Without the pictures, write out all the lines below exactly as they appear.
--- start of Record extracts ---
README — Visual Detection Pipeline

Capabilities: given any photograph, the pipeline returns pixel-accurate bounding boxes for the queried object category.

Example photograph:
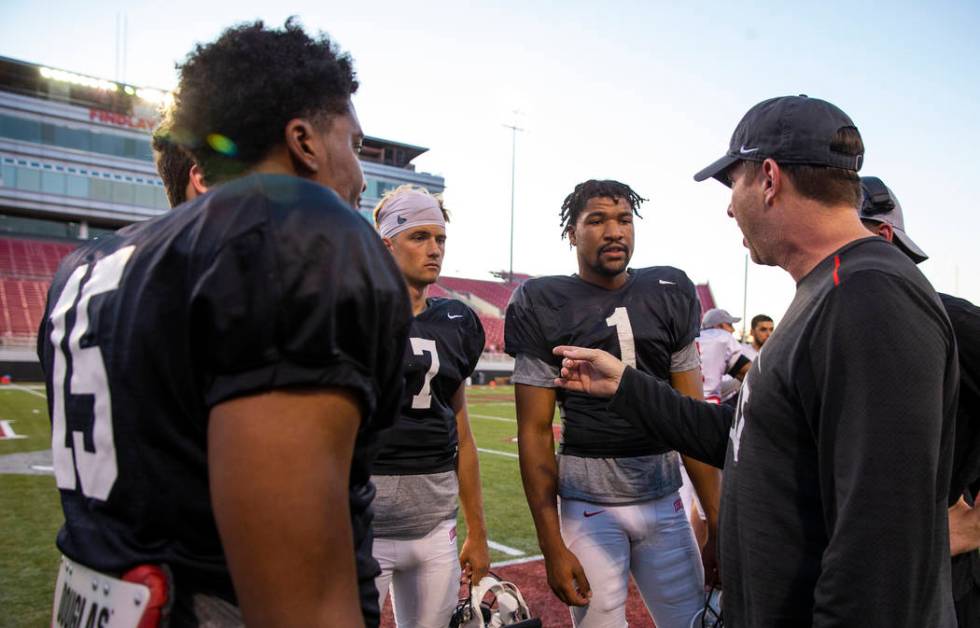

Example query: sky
[0,0,980,334]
--- end of Record extracts ---
> Exercise response
README — Visual Detection Pipeline

Capabilities: given any photograph, the pipeline returns pixel-accurate bounding boxes for the queried object category.

Example photograph:

Example query: sky
[0,0,980,334]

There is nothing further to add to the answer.